**Your goal**
Extract every line from the entries that contains the word "thumb". List those lines and nothing else.

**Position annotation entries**
== == ==

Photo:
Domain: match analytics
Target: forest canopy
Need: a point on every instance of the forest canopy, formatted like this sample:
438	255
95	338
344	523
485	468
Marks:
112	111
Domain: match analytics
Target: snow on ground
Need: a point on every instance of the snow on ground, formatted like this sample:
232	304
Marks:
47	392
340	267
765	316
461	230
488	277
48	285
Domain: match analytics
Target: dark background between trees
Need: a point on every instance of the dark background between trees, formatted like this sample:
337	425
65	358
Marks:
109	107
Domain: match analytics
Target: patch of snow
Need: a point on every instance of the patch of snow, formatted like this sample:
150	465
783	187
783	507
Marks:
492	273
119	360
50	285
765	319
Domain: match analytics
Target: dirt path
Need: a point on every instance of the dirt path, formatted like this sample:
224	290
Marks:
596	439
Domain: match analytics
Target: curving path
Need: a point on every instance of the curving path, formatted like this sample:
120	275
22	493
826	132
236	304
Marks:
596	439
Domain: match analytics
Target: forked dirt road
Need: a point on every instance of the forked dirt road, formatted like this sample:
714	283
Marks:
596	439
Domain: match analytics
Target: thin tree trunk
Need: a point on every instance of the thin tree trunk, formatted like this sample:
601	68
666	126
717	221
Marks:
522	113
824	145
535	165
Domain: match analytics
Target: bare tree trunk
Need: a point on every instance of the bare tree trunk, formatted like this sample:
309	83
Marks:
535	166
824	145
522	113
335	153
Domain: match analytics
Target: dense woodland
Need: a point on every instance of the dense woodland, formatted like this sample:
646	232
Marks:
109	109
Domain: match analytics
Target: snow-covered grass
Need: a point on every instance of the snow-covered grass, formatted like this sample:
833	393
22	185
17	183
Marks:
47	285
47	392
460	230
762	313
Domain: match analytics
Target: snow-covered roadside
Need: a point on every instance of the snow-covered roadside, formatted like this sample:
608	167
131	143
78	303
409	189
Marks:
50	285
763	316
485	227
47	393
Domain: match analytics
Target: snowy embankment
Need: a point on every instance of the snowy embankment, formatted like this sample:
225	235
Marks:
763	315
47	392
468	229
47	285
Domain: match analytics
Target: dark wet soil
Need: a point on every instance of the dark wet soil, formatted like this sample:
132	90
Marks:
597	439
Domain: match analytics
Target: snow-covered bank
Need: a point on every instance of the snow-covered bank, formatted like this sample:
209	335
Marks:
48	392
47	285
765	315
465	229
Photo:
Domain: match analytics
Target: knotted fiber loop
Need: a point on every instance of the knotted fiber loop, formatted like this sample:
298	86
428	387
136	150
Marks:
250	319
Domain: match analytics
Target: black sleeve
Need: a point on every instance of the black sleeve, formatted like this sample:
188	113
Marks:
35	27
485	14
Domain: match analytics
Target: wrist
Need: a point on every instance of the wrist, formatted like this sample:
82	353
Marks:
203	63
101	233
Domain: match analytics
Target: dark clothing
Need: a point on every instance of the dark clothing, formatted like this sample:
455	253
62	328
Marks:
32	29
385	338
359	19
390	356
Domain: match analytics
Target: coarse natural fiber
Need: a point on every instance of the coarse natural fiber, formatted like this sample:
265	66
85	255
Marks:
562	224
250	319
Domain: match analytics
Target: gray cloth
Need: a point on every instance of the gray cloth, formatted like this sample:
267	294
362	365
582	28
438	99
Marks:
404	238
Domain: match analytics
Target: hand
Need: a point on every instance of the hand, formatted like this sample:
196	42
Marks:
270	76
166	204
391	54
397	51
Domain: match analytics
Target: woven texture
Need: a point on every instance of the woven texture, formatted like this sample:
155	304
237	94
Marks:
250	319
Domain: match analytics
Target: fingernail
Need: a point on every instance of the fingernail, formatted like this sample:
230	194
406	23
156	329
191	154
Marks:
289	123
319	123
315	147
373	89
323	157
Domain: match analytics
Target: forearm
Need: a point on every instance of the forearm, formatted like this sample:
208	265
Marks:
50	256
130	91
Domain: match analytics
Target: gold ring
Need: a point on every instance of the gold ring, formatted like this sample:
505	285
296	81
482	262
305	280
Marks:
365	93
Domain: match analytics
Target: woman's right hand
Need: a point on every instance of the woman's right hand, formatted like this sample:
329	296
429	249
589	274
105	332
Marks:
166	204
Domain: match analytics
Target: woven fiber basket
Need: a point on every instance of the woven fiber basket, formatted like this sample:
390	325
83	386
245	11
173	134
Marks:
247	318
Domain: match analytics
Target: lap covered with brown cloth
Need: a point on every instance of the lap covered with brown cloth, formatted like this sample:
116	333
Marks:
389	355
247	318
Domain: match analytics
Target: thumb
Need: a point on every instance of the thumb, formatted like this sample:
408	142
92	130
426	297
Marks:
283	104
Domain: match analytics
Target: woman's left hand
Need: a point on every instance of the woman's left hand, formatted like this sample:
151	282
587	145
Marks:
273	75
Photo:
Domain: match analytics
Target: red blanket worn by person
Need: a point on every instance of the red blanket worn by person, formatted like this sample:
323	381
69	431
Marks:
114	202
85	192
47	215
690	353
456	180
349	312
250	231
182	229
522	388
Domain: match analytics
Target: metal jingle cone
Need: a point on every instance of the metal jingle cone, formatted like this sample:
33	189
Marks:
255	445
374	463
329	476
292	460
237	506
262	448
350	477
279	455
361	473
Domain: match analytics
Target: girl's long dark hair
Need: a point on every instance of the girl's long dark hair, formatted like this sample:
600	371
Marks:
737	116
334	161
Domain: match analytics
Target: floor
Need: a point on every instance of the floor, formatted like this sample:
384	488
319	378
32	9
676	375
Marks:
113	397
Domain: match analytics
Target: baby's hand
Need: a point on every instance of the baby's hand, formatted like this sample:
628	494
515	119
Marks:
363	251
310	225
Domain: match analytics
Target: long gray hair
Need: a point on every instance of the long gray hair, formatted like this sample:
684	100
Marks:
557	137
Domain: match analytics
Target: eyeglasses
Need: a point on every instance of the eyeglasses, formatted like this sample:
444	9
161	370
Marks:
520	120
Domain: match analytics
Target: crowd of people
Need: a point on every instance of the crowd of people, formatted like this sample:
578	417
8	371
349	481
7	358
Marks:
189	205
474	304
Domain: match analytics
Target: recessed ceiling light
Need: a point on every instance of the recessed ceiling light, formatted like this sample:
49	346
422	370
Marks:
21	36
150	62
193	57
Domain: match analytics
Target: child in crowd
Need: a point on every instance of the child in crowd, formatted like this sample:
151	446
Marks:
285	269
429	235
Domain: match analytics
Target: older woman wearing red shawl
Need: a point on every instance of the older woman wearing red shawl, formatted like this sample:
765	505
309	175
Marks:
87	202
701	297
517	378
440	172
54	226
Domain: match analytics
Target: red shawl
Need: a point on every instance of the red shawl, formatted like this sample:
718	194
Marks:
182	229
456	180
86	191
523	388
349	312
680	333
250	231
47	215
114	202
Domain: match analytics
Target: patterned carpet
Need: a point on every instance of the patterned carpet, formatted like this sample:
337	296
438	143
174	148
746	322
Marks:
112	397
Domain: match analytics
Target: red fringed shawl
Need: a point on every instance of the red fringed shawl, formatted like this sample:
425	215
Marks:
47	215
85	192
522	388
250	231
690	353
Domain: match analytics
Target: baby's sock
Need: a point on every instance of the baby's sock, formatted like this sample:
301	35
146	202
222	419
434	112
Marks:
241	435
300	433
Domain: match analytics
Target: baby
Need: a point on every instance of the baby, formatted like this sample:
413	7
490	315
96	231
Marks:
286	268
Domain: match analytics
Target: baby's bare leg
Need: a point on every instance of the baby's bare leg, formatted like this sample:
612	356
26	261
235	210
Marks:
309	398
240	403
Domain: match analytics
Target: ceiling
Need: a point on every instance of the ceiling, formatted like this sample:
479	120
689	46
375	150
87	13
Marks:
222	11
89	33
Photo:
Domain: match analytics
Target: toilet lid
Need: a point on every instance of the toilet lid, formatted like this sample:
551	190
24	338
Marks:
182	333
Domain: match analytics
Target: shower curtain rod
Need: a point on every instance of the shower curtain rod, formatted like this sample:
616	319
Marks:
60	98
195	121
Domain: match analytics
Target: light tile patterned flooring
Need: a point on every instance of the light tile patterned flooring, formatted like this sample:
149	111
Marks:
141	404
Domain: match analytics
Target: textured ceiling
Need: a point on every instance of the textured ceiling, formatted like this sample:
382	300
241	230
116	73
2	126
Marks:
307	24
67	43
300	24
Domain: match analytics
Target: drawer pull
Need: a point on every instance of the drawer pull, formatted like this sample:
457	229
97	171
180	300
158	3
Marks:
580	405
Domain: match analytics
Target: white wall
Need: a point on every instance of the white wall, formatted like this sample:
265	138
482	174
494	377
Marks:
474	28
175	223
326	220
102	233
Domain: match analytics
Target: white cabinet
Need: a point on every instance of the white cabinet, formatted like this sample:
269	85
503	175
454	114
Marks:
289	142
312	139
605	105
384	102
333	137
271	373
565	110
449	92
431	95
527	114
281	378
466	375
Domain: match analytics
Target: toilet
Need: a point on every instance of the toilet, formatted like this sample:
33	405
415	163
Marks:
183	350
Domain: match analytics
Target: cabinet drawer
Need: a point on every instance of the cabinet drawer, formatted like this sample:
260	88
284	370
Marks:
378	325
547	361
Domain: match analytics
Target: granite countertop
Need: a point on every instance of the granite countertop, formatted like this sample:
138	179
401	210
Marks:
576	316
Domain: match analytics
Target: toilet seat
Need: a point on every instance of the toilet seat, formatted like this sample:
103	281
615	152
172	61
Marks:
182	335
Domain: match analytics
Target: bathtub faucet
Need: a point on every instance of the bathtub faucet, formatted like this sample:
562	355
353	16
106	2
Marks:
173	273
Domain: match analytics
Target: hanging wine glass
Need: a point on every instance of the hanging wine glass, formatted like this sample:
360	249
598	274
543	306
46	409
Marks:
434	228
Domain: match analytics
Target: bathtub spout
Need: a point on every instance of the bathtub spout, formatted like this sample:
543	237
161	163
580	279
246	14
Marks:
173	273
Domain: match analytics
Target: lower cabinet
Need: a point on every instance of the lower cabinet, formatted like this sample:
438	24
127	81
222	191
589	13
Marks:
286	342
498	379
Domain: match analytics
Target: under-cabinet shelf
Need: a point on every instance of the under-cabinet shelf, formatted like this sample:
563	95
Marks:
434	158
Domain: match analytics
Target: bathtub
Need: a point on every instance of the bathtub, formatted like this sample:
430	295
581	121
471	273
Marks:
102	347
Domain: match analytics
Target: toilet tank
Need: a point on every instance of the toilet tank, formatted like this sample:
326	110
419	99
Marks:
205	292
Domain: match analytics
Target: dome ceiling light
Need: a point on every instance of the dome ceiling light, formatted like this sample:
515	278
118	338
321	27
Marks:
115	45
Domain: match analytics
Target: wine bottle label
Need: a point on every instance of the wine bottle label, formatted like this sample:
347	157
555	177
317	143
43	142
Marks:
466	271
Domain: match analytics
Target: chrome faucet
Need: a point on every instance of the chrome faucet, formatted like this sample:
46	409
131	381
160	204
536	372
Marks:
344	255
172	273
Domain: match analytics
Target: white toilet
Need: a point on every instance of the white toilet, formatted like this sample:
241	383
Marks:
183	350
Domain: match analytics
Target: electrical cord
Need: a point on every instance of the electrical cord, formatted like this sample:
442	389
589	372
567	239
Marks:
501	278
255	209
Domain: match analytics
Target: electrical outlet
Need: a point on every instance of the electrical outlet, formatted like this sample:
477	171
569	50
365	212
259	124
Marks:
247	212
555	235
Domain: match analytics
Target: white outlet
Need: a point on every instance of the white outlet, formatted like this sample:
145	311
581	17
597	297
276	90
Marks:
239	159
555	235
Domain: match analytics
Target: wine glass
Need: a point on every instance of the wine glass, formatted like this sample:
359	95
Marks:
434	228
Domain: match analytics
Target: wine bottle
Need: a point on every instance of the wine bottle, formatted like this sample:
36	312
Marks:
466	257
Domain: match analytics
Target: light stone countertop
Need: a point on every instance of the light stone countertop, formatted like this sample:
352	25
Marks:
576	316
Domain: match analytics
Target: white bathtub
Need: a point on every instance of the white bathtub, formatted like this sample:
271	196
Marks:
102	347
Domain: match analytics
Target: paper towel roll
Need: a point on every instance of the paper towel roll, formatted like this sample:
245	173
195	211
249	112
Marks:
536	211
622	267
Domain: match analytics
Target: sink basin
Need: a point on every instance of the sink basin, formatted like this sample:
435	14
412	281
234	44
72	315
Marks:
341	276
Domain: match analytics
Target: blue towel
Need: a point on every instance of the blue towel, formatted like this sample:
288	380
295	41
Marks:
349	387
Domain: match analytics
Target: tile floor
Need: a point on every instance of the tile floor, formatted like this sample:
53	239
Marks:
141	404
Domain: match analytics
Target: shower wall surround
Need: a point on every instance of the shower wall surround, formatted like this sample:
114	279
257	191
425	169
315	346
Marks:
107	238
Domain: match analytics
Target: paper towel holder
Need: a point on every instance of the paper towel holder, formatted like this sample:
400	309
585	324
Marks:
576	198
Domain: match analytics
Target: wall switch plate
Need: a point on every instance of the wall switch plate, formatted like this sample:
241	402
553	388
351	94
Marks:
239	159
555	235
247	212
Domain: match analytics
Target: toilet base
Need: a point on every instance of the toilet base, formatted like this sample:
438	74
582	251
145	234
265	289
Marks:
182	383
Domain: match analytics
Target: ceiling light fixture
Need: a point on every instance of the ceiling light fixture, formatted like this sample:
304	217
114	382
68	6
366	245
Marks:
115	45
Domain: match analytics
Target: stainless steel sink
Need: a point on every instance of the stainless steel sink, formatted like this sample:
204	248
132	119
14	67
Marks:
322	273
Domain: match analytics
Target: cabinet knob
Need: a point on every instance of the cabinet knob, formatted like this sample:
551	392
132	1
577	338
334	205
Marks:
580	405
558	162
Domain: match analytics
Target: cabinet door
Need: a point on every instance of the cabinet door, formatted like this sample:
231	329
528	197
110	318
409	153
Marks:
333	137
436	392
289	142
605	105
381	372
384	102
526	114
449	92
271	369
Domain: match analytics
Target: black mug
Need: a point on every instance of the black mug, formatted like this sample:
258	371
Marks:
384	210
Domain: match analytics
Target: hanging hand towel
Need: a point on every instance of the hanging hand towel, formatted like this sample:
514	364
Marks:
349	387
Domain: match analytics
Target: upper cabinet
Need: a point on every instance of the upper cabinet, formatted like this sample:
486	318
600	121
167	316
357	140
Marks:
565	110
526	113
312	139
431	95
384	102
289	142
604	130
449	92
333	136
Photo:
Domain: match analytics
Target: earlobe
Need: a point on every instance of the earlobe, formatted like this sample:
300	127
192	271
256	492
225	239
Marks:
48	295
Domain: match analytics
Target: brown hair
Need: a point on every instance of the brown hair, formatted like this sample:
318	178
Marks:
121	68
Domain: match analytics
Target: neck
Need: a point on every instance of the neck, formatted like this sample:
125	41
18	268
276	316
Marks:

== == ==

**Response to the exercise**
Target: thumb
Need: a point on every instance of the thumb, formatted like this sample:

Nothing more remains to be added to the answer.